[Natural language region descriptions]
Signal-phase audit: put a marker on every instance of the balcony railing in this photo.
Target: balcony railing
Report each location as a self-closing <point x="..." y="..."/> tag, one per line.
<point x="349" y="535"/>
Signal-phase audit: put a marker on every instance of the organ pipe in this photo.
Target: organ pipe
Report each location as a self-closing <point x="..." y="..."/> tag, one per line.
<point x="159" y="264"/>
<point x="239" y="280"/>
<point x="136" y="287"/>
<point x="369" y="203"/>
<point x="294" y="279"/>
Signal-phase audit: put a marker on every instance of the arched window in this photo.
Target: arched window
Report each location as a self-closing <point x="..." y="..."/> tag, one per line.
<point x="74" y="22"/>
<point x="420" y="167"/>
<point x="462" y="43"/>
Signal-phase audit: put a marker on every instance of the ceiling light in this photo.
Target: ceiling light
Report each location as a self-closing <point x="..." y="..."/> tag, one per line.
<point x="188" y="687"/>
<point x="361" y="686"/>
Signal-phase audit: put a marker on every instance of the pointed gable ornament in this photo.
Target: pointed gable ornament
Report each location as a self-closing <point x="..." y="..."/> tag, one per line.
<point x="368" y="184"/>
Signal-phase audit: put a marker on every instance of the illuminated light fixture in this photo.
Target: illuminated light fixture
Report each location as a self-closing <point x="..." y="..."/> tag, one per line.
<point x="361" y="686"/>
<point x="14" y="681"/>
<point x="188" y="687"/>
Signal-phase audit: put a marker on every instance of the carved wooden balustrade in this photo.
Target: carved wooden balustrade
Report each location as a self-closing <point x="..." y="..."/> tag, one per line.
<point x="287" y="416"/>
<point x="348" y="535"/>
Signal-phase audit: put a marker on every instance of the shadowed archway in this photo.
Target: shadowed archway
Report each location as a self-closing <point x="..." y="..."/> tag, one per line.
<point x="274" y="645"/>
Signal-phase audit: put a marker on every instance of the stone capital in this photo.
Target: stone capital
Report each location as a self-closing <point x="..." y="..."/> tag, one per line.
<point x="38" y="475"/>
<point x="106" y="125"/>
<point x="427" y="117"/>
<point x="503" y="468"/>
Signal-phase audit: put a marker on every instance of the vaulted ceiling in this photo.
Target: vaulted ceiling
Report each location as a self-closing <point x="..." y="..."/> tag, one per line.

• [Exercise details]:
For this exercise, copy word for word the line that contains "archway in this photo." and every line after it, ending with the last line of the entries above.

• [Solution to this task]:
Signal-phase audit: put a marker on every instance of the shadowed archway in this photo.
Target: shadowed archway
Report each location as a self-closing <point x="..." y="..."/> tag, one per line.
<point x="274" y="645"/>
Signal-phase audit: put a marker on every instance of the stone capital in this photo.
Target: stone capital
Report each location as a self-closing <point x="..." y="..."/> tag, one per line.
<point x="38" y="475"/>
<point x="106" y="125"/>
<point x="427" y="117"/>
<point x="503" y="468"/>
Signal-phase audit: put a marker on every instance of the vaulted ceiling in this photo.
Target: vaulted ceiling
Report each location as a self-closing <point x="..." y="..."/> tag, one per line.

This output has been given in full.